» **課題一覧**:
#1 次の(a)〜(c)が引用文の内容と一致するかを、それぞれ「はい」か「いいえ」で答え、判断の決め手となる引用文の語句をそのまま引用せよ。(a) 筆者は開業して16年が過ぎた。(b) 筆者は自分を経営に向いた人物だと述べている。(c) 後ろ向きな気持ちがあるなら、開業より転職の方がよいのではないかと述べられている。
#2 引用文の一部を、「しかし、それは、最善の選択だろうか?」という語句を含む箇所から始めて「時がわからず、踏ん張れないかもしれない。」の後で終わるように、原文どおりに抜き出してください。
#3 引用文によると、筆者が好む詩は何か。

第3回 ほんとうに会社をやめてもいいですか?

開業して16年が過ぎた。A.Popeの詩 "The Quiet Life" を好む、経営には全く適性のないキャラだが、どうにかこうにか歩いてきた。
ここ数年は仕事に注力できない状況が続いているが、数年後に浮上できればと、希望半分諦観半分で悠長にかまえている。
今回の記事は、事業の継続年数だけは長い者として、漠然と開業を考えている人たちに、なにか情報提供をできればという気持ちから書いてみた。

■退職を考えたら、自らに問うこと

どのような職業でも、中堅ともなれば、後進育成や工程管理を担うようになる。現場を離れたくなくとも、立場は変わっていく。
硬直した組織の中で、経営方針にNOを言えず、心身共に消耗している人がいる。
看護や介護の問題を抱えて、定時間勤務が難しい人たちもいる。施設やサービスや機器が、まだ社会変化に追い付いていないのだ(★1)。

いっそ退職してフリーになった方が......と考えるのも無理はない。
しかし、それは、最善の選択だろうか?
タイミングを逃してはならないが、フライングしては覆水盆に返らず。次の点について自問自答してからでも遅くはないだろう。

(1) 退職理由は前向きか?

新しい事業への挑戦といった前向きな理由ではなく、待遇への不満や人間関係からの「逃避」といった、後ろ向きな理由のために退職するのなら、開業後の困難には、なおさら立ち向かえないかもしれない。
もし、後ろ向きな気持ちがあるなら、開業よりも転職の方がよいのではなかろうか。

(2) 全力を出しきった経験はあるか?

仕事に限らず、学業や部活動やボランティア、どんなことでもいい、これまでの人生で全力を出しきったと言える経験があるだろうか? それは、他者の評価には関係なく、自分に対して努力賞をあげられるような経験のことである。
そうした経験のない人は、火事場の馬鹿力を発揮すべき時がわからず、踏ん張れないかもしれない。

(3) 事業内容は経験を生かせるものか?

[ポインティングデータセットのエントリ]
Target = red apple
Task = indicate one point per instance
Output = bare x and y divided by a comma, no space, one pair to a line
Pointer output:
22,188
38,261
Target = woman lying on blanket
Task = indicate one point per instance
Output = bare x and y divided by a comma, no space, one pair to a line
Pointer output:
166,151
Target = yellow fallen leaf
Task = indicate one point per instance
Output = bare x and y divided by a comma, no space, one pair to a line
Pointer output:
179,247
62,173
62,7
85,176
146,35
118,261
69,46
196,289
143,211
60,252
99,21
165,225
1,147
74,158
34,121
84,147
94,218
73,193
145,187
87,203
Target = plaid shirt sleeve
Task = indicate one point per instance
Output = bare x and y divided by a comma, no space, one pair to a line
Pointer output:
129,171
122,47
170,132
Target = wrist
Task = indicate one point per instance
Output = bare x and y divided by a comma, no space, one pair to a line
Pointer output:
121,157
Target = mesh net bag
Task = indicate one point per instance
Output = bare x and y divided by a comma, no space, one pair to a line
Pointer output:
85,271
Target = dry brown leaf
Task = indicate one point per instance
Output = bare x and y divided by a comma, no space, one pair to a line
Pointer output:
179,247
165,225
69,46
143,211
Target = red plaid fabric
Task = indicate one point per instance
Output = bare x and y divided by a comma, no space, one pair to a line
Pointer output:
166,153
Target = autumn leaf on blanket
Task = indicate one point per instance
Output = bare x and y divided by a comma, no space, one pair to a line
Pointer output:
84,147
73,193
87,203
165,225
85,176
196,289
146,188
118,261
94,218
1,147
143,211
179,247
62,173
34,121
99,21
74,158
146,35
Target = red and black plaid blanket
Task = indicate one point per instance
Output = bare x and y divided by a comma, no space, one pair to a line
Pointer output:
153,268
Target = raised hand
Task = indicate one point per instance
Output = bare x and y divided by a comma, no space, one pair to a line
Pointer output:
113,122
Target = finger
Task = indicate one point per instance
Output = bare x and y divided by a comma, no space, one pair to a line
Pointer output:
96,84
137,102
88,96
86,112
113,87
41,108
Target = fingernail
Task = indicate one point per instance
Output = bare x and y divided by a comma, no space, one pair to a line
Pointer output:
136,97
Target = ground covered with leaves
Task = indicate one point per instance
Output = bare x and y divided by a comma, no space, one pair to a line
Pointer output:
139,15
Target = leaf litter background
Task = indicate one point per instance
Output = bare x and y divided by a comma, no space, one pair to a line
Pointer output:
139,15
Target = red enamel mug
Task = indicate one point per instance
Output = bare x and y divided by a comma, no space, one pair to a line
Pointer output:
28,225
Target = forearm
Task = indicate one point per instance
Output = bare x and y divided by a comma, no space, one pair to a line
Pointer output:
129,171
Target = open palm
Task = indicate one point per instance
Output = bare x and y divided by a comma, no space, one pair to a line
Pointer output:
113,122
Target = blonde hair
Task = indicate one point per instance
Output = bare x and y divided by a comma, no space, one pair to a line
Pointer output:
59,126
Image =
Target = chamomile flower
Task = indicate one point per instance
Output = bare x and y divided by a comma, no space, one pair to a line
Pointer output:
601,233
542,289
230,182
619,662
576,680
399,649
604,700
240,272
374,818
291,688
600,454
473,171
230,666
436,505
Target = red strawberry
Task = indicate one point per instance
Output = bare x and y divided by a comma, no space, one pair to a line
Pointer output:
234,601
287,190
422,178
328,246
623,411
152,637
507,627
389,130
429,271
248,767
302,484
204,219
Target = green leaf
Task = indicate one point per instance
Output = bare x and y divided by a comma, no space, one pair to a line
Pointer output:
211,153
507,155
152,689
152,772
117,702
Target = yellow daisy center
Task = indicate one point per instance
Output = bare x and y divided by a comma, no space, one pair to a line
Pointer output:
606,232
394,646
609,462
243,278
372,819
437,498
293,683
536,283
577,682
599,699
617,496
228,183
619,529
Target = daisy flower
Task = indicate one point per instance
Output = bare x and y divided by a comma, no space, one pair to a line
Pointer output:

» **各課題の解答**:
#1
(a) はい。「開業して16年が過ぎた。」
(b) いいえ。「経営には全く適性のないキャラだが」
(c) はい。「もし、後ろ向きな気持ちがあるなら、開業よりも転職の方がよいのではなかろうか。」

#2
しかし、それは、最善の選択だろうか?
タイミングを逃してはならないが、フライングしては覆水盆に返らず。次の点について自問自答してからでも遅くはないだろう。

(1) 退職理由は前向きか?

新しい事業への挑戦といった前向きな理由ではなく、待遇への不満や人間関係からの「逃避」といった、後ろ向きな理由のために退職するのなら、開業後の困難には、なおさら立ち向かえないかもしれない。
もし、後ろ向きな気持ちがあるなら、開業よりも転職の方がよいのではなかろうか。

(2) 全力を出しきった経験はあるか?

仕事に限らず、学業や部活動やボランティア、どんなことでもいい、これまでの人生で全力を出しきったと言える経験があるだろうか? それは、他者の評価には関係なく、自分に対して努力賞をあげられるような経験のことである。
そうした経験のない人は、火事場の馬鹿力を発揮すべき時がわからず、踏ん張れないかもしれない。

#3 A.Popeの詩 "The Quiet Life" である。